◆ **Requirement**
Copy word for word every line from the start of the items through the line holding "pixel 540 433", including that line, and leave the pictures out.

Collection entries:
********************

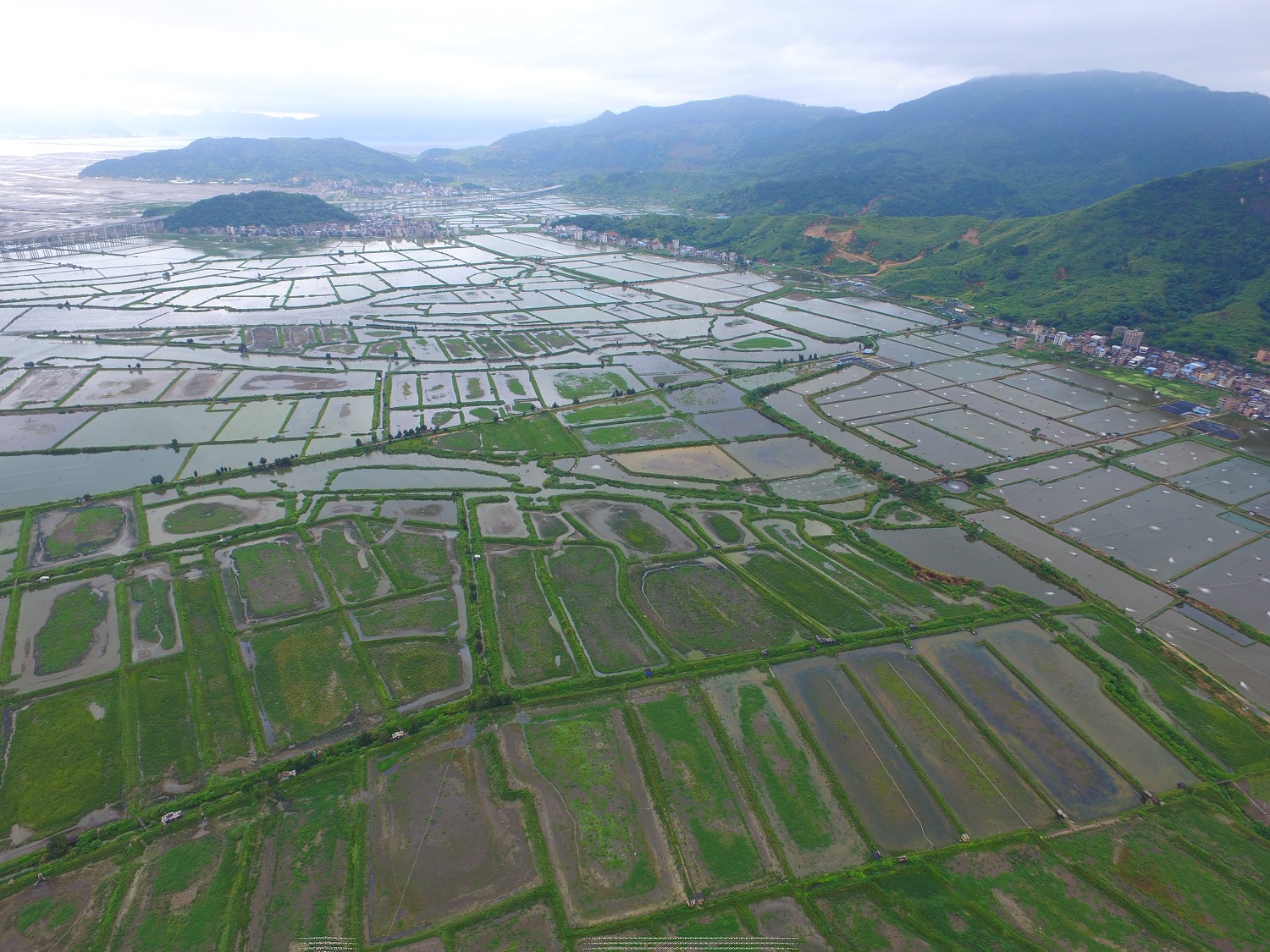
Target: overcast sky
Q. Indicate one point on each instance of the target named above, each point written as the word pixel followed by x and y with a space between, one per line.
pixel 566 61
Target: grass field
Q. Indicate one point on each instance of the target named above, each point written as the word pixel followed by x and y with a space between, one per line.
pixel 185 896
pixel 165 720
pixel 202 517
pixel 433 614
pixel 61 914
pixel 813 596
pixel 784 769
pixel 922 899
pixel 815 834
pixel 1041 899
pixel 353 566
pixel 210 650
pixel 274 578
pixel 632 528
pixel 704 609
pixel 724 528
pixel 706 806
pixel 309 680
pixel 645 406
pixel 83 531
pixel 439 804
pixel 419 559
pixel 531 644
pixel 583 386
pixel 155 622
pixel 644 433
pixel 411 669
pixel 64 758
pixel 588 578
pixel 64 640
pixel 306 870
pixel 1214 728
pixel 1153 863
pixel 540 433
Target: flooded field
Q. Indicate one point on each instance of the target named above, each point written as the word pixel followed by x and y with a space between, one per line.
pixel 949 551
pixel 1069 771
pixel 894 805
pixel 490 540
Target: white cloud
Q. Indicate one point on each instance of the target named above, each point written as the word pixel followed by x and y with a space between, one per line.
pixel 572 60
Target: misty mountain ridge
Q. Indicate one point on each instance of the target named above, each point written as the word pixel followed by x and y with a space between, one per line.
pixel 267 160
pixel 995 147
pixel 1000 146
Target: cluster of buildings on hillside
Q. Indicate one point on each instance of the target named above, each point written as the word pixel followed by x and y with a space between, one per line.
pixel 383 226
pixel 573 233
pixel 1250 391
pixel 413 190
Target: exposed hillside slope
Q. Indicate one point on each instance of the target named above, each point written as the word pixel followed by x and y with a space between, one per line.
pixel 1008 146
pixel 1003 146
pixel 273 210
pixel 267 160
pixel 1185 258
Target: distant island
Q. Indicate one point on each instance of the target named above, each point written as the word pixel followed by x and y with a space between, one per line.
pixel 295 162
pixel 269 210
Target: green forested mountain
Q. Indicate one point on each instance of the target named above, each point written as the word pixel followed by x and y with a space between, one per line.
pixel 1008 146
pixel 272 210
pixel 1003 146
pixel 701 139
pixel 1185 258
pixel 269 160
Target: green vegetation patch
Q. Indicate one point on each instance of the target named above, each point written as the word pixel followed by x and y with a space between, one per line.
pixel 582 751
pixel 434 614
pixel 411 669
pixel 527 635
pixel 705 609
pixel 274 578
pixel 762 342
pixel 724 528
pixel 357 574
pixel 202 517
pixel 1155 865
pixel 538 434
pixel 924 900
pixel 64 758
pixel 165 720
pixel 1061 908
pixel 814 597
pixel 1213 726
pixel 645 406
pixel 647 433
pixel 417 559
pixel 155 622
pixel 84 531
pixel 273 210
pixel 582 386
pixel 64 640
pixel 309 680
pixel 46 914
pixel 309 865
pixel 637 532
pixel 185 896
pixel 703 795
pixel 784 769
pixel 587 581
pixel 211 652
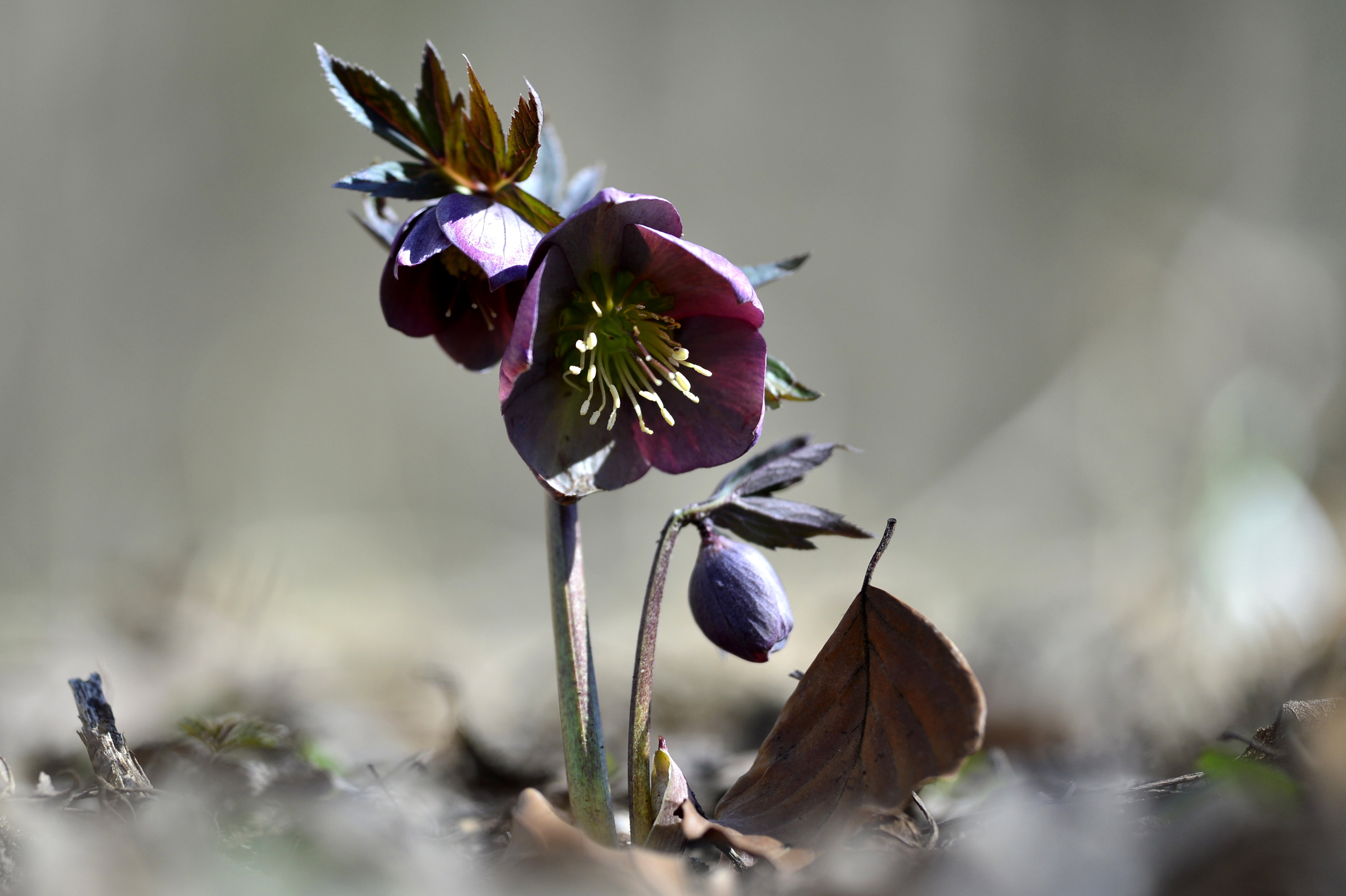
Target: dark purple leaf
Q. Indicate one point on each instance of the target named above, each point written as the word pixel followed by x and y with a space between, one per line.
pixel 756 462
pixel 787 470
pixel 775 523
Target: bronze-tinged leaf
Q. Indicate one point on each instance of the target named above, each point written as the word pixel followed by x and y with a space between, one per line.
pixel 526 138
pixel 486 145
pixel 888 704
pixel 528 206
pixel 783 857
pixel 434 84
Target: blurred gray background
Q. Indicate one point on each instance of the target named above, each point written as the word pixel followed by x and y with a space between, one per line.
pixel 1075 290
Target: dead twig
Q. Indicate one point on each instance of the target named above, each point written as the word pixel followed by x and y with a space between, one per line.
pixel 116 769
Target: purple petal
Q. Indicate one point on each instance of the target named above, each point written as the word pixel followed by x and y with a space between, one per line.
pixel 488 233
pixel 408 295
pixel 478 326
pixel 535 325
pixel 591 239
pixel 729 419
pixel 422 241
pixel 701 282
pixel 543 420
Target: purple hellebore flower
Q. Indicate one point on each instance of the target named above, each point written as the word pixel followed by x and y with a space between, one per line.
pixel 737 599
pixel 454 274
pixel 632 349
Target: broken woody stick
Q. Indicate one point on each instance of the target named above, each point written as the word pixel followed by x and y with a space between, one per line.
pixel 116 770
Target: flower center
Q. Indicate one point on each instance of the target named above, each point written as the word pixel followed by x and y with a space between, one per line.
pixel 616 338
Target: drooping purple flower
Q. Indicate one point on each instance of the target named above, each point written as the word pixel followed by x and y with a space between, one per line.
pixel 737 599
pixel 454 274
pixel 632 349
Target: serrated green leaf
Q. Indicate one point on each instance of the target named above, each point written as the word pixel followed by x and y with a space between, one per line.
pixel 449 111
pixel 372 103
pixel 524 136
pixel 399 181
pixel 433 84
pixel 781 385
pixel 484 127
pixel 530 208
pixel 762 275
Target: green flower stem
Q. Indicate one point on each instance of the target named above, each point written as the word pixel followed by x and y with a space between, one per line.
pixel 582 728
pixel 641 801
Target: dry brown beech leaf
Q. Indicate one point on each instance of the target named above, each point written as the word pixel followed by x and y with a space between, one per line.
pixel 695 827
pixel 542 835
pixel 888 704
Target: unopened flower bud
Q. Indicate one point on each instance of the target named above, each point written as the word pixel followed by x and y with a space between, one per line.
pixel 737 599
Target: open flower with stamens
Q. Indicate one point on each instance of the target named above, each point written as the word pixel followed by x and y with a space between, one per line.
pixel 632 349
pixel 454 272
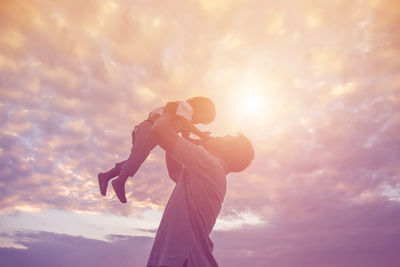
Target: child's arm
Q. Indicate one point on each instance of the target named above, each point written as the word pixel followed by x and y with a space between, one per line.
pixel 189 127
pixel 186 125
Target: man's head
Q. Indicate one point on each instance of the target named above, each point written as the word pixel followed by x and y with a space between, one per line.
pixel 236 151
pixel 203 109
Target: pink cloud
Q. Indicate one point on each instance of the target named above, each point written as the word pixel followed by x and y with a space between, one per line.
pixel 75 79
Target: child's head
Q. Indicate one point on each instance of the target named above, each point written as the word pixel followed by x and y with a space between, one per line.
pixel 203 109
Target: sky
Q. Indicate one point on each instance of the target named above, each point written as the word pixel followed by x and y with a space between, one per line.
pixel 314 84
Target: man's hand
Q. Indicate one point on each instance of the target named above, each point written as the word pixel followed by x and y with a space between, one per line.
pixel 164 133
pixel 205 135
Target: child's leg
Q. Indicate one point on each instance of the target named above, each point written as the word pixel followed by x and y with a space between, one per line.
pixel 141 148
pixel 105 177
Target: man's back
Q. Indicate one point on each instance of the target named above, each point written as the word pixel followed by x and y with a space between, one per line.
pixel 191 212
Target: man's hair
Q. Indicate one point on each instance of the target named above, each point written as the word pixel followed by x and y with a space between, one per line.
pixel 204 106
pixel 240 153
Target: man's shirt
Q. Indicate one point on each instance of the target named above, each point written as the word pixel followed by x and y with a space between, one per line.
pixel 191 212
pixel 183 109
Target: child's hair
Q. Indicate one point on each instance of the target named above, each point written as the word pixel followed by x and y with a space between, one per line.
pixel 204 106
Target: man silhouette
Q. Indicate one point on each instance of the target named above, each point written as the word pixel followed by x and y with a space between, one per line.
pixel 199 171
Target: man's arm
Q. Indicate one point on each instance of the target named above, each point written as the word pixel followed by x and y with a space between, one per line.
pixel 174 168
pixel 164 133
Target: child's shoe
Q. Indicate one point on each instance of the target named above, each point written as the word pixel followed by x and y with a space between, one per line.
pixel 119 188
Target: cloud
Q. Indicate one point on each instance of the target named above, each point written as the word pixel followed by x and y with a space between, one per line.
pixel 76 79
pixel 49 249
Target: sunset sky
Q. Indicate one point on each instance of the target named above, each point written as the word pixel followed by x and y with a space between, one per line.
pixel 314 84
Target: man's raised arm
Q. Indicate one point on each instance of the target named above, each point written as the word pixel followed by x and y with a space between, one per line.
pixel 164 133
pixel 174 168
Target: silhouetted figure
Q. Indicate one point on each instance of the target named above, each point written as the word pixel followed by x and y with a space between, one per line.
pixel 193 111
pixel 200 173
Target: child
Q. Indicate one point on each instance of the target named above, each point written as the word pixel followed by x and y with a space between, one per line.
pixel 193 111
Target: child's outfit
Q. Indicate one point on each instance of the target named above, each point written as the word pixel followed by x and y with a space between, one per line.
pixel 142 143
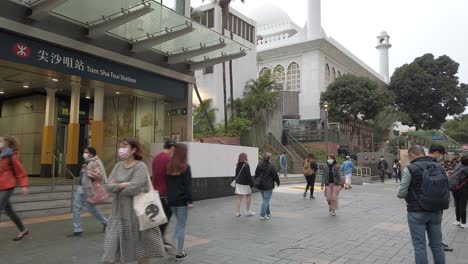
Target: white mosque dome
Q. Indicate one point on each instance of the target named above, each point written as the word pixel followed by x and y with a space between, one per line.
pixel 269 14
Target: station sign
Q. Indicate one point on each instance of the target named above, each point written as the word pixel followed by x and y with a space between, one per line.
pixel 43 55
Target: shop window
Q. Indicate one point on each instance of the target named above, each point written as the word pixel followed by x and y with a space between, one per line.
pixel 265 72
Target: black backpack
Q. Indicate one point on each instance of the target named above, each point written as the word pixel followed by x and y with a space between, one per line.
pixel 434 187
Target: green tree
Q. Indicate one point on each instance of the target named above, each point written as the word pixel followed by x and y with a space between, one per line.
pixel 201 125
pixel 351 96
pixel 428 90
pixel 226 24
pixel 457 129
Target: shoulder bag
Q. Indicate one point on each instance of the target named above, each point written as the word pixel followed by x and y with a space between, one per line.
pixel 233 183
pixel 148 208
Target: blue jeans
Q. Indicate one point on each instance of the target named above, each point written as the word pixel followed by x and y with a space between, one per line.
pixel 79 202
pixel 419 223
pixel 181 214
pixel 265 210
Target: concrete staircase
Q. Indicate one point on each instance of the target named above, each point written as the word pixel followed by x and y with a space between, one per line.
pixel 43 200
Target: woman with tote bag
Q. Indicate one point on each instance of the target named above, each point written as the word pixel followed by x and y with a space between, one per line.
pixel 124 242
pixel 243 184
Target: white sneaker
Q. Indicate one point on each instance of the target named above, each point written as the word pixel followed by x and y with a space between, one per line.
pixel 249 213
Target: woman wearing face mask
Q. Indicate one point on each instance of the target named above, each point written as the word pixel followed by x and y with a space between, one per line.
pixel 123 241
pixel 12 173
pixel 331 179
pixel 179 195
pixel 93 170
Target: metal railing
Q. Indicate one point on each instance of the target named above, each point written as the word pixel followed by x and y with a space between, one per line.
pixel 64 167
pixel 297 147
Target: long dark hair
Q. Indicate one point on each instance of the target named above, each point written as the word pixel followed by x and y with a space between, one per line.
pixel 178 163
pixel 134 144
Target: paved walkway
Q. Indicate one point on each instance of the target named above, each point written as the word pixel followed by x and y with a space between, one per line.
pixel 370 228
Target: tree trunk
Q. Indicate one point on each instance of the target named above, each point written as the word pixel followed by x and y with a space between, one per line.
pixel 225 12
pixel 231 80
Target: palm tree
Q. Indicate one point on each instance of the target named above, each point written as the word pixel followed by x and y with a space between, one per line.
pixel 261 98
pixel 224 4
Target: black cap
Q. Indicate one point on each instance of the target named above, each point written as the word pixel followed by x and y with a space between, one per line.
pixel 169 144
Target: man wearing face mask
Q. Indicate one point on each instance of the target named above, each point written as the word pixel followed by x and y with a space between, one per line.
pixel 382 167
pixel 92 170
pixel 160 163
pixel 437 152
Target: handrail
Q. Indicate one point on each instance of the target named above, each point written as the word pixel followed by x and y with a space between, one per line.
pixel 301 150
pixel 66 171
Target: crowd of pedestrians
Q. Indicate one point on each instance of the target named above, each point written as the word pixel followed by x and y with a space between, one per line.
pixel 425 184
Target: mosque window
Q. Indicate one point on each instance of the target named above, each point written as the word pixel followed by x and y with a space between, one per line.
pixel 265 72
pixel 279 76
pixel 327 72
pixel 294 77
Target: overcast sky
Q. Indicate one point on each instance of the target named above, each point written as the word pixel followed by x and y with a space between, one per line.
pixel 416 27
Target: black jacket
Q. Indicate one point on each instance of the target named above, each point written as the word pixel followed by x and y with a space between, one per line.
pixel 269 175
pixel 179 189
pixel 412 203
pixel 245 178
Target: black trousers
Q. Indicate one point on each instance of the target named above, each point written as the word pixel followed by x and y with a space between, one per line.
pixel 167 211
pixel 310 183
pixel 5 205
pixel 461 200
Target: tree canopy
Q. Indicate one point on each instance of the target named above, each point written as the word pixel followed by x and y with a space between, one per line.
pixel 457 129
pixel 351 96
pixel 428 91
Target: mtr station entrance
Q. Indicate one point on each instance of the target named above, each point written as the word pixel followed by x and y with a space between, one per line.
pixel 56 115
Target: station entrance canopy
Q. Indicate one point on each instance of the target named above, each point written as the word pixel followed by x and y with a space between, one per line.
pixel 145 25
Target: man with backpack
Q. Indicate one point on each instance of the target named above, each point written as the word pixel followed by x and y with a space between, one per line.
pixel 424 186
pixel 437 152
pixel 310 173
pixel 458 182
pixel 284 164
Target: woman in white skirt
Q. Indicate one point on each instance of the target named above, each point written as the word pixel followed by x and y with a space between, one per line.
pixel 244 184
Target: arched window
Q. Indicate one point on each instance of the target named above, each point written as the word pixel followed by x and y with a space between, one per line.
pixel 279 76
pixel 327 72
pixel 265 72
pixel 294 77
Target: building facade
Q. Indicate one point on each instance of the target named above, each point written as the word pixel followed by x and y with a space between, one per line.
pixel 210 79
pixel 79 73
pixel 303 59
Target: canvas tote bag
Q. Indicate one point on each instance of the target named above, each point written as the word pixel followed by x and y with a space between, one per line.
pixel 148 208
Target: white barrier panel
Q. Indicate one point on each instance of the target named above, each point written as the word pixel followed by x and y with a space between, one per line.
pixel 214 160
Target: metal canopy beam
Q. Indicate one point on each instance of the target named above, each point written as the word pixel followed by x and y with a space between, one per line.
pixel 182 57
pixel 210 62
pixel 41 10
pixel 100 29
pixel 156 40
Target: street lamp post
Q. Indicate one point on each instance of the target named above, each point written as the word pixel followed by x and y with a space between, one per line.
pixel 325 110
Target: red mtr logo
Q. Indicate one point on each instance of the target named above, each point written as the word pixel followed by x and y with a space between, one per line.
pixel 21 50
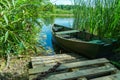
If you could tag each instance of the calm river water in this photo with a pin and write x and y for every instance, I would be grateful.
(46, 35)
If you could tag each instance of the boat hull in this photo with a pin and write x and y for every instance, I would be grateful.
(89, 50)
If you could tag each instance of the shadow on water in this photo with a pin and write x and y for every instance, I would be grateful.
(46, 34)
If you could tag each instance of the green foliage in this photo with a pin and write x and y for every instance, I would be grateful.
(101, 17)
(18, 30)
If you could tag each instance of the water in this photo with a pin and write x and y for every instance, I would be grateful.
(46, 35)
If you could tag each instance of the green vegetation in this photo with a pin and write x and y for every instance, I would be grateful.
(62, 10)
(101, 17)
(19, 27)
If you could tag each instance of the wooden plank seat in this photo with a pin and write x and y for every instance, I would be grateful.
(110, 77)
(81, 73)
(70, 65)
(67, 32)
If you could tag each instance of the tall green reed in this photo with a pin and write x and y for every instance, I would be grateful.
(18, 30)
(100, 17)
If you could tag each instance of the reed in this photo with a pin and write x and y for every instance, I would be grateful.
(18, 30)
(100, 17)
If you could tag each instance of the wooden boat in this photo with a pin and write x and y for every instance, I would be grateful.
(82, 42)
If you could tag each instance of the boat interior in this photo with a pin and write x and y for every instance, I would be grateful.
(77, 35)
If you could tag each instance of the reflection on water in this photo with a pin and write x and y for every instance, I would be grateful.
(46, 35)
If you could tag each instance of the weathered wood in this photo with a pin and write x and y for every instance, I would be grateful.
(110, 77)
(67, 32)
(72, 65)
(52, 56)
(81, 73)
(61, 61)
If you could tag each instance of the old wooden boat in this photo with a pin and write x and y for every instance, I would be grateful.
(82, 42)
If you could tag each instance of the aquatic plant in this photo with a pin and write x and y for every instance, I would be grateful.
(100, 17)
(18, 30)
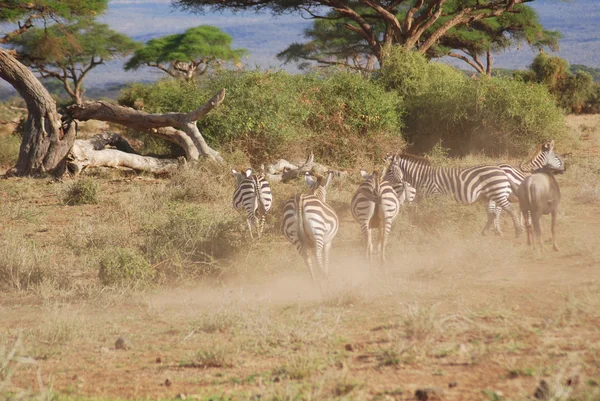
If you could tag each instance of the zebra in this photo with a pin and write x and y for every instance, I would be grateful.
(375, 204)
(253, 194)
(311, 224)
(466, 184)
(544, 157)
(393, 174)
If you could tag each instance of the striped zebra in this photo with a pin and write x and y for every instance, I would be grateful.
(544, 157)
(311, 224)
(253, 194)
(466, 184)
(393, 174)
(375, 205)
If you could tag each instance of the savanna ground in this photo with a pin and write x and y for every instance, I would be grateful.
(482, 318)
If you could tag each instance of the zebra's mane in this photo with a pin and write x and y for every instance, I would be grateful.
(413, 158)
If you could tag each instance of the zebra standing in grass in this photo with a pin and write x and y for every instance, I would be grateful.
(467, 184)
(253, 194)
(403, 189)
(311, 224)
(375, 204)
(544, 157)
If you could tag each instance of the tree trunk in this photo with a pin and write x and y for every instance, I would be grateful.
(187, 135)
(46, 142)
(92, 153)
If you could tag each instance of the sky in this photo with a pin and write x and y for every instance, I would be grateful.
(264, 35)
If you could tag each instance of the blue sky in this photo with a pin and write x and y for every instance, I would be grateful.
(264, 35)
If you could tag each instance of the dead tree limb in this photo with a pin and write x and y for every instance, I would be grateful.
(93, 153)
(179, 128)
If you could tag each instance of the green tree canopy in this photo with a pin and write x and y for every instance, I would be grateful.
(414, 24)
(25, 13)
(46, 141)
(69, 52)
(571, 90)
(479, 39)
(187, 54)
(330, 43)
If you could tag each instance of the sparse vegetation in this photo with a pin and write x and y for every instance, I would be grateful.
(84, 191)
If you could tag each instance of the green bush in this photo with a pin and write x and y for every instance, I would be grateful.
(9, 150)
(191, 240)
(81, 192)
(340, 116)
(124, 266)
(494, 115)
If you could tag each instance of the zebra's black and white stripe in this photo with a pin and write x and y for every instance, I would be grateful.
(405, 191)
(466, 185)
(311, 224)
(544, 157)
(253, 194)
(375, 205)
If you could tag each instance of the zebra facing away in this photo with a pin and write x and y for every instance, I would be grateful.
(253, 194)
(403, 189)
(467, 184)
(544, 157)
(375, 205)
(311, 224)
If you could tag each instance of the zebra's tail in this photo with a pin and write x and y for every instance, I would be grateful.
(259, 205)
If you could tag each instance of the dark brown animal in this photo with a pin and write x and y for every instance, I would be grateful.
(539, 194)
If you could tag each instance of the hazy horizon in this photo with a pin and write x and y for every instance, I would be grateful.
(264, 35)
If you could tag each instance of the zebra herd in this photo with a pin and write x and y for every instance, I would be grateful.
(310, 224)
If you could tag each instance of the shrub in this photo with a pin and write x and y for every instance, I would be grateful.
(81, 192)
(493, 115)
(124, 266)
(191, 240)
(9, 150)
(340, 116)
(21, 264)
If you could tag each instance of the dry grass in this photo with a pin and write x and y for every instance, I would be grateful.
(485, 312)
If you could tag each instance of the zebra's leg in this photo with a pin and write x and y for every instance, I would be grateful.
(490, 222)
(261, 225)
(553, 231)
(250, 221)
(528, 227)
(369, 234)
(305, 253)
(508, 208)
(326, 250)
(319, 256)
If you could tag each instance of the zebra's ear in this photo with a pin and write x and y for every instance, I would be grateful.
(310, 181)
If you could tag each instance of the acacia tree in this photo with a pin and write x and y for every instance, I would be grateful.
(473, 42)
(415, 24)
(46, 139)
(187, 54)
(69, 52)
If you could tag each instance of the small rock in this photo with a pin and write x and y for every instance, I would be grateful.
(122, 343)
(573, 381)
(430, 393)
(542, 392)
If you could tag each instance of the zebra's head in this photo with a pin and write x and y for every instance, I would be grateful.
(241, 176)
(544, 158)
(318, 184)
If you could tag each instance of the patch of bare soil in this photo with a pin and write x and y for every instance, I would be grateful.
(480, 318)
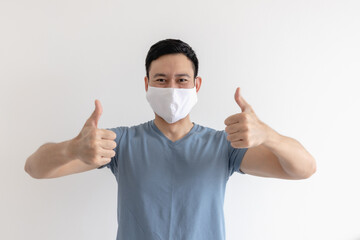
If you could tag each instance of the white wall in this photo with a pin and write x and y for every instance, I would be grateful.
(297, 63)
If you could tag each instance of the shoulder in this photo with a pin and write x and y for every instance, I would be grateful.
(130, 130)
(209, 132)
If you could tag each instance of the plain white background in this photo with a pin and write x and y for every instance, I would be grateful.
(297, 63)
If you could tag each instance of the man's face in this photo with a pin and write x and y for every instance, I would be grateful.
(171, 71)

********************

◆ **Reply to the task**
Target: overcast sky
Q. Indicate one point on each instance of the target named above, each point written as the word pixel followed by x and y with a space between, one per line.
pixel 566 61
Target: grass field
Q. Indicate one point on each instance of the target named above, each point written as the word pixel followed by x and y with a space between, one per line.
pixel 185 896
pixel 165 720
pixel 202 517
pixel 433 614
pixel 61 914
pixel 813 596
pixel 784 769
pixel 922 899
pixel 815 834
pixel 1041 899
pixel 353 566
pixel 210 650
pixel 274 578
pixel 632 528
pixel 704 609
pixel 724 528
pixel 706 806
pixel 309 680
pixel 645 406
pixel 83 531
pixel 439 804
pixel 419 559
pixel 531 644
pixel 583 386
pixel 155 622
pixel 644 433
pixel 411 669
pixel 64 758
pixel 588 578
pixel 64 640
pixel 306 870
pixel 1214 728
pixel 1153 863
pixel 540 433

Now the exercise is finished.